AIM ::
Return each of the lines below that contains the word "describes", matching upper and lower case exactly.

================================

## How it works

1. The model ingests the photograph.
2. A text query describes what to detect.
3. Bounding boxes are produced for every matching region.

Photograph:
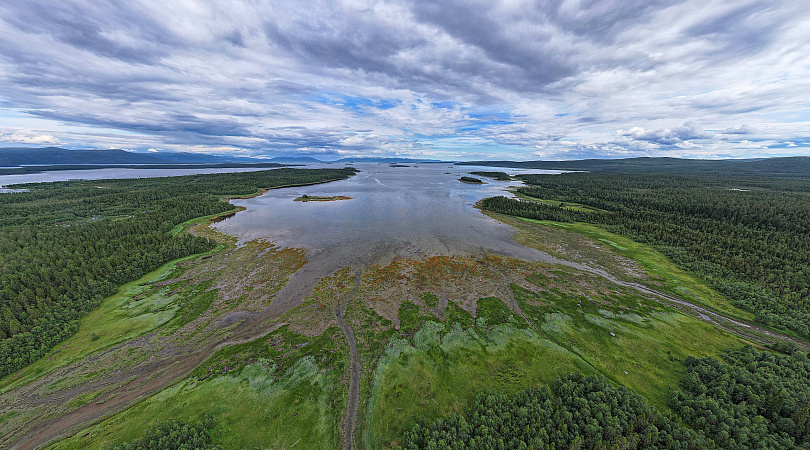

================================

FINAL ANSWER ::
2. A text query describes what to detect.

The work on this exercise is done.